_Task description_:
Find every row below that contains the word "blue" and copy each of those rows.
⁂
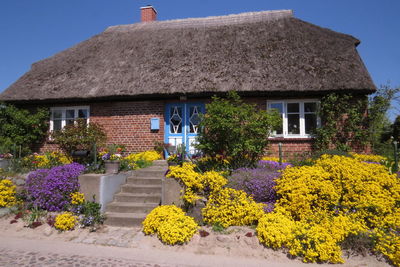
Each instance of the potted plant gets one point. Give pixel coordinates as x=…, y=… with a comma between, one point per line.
x=111, y=157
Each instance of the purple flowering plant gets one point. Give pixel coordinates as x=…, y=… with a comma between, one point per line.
x=273, y=165
x=259, y=182
x=50, y=189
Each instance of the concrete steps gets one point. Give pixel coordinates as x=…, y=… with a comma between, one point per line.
x=140, y=195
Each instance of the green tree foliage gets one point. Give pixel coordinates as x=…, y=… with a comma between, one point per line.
x=344, y=123
x=22, y=127
x=235, y=131
x=79, y=136
x=379, y=124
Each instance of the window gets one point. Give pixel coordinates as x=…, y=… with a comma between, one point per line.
x=62, y=116
x=299, y=117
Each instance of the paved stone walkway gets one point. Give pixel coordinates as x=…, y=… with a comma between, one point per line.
x=11, y=258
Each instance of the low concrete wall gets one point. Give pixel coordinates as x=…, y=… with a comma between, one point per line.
x=171, y=192
x=102, y=186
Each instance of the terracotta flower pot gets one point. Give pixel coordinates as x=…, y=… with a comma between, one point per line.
x=111, y=166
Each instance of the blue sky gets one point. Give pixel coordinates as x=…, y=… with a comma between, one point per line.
x=34, y=30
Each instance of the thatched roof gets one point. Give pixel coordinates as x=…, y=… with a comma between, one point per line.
x=268, y=51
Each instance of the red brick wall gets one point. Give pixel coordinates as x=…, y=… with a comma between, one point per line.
x=291, y=147
x=148, y=14
x=128, y=123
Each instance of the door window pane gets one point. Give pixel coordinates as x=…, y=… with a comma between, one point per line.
x=293, y=123
x=175, y=120
x=70, y=114
x=57, y=114
x=310, y=107
x=194, y=119
x=293, y=108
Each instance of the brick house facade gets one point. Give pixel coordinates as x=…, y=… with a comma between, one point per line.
x=270, y=58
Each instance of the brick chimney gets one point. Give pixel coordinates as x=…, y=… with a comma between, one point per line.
x=148, y=13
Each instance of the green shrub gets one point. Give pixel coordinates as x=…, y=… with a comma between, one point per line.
x=235, y=131
x=21, y=128
x=344, y=123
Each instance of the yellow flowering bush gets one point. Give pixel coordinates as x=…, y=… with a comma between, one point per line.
x=318, y=240
x=314, y=239
x=306, y=189
x=187, y=175
x=65, y=221
x=275, y=230
x=228, y=207
x=337, y=183
x=170, y=224
x=195, y=183
x=189, y=196
x=368, y=157
x=321, y=205
x=7, y=193
x=77, y=198
x=388, y=236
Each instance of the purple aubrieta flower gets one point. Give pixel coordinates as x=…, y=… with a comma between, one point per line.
x=258, y=182
x=106, y=156
x=372, y=162
x=50, y=189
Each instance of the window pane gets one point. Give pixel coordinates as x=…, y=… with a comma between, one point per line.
x=277, y=106
x=310, y=107
x=194, y=119
x=175, y=120
x=56, y=125
x=293, y=123
x=70, y=114
x=311, y=122
x=293, y=108
x=57, y=114
x=82, y=114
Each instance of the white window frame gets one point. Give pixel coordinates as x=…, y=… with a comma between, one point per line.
x=301, y=102
x=64, y=117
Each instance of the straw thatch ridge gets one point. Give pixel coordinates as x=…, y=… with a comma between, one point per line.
x=251, y=52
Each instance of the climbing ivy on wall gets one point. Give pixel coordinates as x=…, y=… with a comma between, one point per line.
x=344, y=123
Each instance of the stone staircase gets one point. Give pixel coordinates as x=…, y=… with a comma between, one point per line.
x=140, y=194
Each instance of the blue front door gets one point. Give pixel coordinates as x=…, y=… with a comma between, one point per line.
x=182, y=124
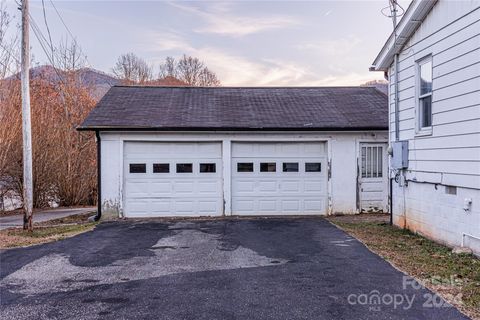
⁂
_Written solution_:
Each instance of the blue sky gets one point. Give pixel coordinates as x=…, y=… with a comma between, one point per line.
Each instance of the blue front door gets one point. Give pixel coordinates as x=…, y=… with a comma between, one point per line.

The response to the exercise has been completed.